Can the desert be made to yield more water, food and energy?

Donald H. Harrison

By Donald H. Harrison

Pedro Berliner

SAN DIEGO –Scientists at the Sde Boker campus of Ben Gurion University of the Negev are making strides in their quest to make the world’s deserts more productive by increasing their yields of energy, food and water, Pedro Berliner, director of the Blaustein Institute for Desert Research told about 50 people Tuesday evening, Nov. 29.

In a 45-minute lecture at the San Diego Jewish Academy, Berliner sketched some of the projects Ben Gurion scientists are pursuing in an area of Israel that receives no more than 4 inches of rainfall annually.

Taking their cue from the ancient Nabateans, a migrant people who carried trade goods between the Arabian peninsula and the Levant, Ben Gurion scientists have helped develop artificial oases in the desert. Usually when it rains in the desert, the water comes down fast and hard, much of it flowing all the way to the sea without having a chance to be absorbed into the ground, Berliner said.

INFORMATION GIVEN:
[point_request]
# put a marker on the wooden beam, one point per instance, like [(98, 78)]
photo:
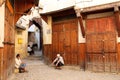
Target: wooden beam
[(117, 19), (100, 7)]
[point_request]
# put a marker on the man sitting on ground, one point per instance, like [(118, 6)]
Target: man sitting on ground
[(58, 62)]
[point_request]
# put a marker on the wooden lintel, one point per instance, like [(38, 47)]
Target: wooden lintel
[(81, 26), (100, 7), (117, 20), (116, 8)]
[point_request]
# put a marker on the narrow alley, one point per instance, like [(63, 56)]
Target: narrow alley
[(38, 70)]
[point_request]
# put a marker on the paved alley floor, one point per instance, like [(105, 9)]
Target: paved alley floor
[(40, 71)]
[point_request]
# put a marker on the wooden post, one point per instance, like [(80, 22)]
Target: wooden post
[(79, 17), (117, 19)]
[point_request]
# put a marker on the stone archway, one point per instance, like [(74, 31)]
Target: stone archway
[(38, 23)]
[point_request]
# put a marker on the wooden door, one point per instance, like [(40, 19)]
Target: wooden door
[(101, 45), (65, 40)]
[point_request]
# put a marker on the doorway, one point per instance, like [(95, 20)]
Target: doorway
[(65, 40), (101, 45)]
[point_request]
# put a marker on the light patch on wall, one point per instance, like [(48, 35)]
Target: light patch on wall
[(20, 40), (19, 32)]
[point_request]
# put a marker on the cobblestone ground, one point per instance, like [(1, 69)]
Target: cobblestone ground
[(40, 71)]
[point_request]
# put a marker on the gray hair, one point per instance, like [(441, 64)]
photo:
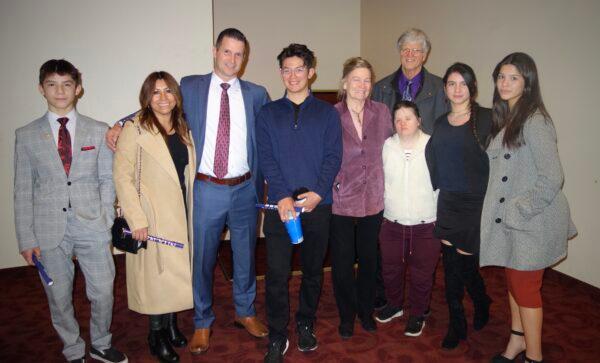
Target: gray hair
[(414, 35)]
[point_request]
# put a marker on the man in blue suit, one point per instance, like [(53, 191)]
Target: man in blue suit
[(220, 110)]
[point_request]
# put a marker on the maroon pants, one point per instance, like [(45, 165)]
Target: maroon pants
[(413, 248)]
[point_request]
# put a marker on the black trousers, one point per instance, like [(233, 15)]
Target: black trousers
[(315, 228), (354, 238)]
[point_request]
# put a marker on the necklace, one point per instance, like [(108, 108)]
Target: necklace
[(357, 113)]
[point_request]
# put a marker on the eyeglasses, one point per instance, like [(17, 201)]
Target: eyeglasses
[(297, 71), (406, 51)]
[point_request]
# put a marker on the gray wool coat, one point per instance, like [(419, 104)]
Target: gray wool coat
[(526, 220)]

PARTS OF THE EXERCISE:
a - Translate this sentence from the article on desert research into Spanish: "In a 45-minute lecture at the San Diego Jewish Academy, Berliner sketched some of the projects Ben Gurion scientists are pursuing in an area of Israel that receives no more than 4 inches of rainfall annually."
b - According to the article on desert research, about how many people heard Berliner speak on the evening of Nov. 29?
c - Resume the article on desert research, picking up right after its last sentence.

TASK ANSWERS:
a - En una conferencia de 45 minutos en la San Diego Jewish Academy, Berliner esbozó algunos de los proyectos que los científicos de Ben Gurion están llevando a cabo en una zona de Israel que no recibe más de 4 pulgadas de lluvia al año.

b - About 50 people.

c -
But after studying the routes by which the rain waters typically flow, the scientists were able to divert some of the rain into artificial ponds, around which they planted pistachio trees. Between the rows of trees are planted various ground crops, which can be fertilized by mulching the leaves of the trees. Branches can be used for firewood. And all this can be done naturally, without the use of expensive fertilizers, he said.

The Israeli system for diverting flood waters into artificial oases is now being used in the deserts of such countries as Kenya, Turkmenistan and Argentina, Berliner said, adding that Israelis consider it their moral duty to export their knowledge in order to help other peoples of the world.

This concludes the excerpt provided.